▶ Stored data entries
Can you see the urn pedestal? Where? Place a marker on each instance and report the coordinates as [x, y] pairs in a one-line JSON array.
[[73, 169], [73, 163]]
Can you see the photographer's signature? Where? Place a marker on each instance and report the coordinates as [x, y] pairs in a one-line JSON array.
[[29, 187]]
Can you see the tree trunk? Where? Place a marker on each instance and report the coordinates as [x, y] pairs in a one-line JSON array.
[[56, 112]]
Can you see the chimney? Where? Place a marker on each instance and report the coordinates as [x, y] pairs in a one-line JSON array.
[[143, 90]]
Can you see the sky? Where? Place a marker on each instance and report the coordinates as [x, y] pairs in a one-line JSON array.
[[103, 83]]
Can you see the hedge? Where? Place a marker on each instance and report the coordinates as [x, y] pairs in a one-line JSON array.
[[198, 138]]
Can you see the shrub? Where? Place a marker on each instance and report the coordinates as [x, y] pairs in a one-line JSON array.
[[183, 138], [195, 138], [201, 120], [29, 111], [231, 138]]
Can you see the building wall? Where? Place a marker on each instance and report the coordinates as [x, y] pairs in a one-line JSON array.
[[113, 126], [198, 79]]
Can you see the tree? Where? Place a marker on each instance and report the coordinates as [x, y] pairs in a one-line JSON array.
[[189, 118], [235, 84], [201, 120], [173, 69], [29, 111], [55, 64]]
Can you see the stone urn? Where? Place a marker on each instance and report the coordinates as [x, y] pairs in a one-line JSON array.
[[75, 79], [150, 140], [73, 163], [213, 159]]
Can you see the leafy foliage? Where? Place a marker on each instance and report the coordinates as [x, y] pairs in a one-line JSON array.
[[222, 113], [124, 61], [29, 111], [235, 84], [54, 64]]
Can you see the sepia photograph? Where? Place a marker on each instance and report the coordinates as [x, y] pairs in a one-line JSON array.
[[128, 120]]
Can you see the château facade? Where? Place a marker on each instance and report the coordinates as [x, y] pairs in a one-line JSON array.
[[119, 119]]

▶ JOB
Rewrite the lines of the listing from the one containing "Can you see the photographer's" through the one containing "[[29, 187]]", changing "signature" to "monogram" and leaving everything else as is.

▶ ANSWER TO THIS TASK
Can you see the photographer's monogram? Where? Place a marker on each instance and report the coordinates as [x, y] pairs in a one-line JSON array.
[[29, 187]]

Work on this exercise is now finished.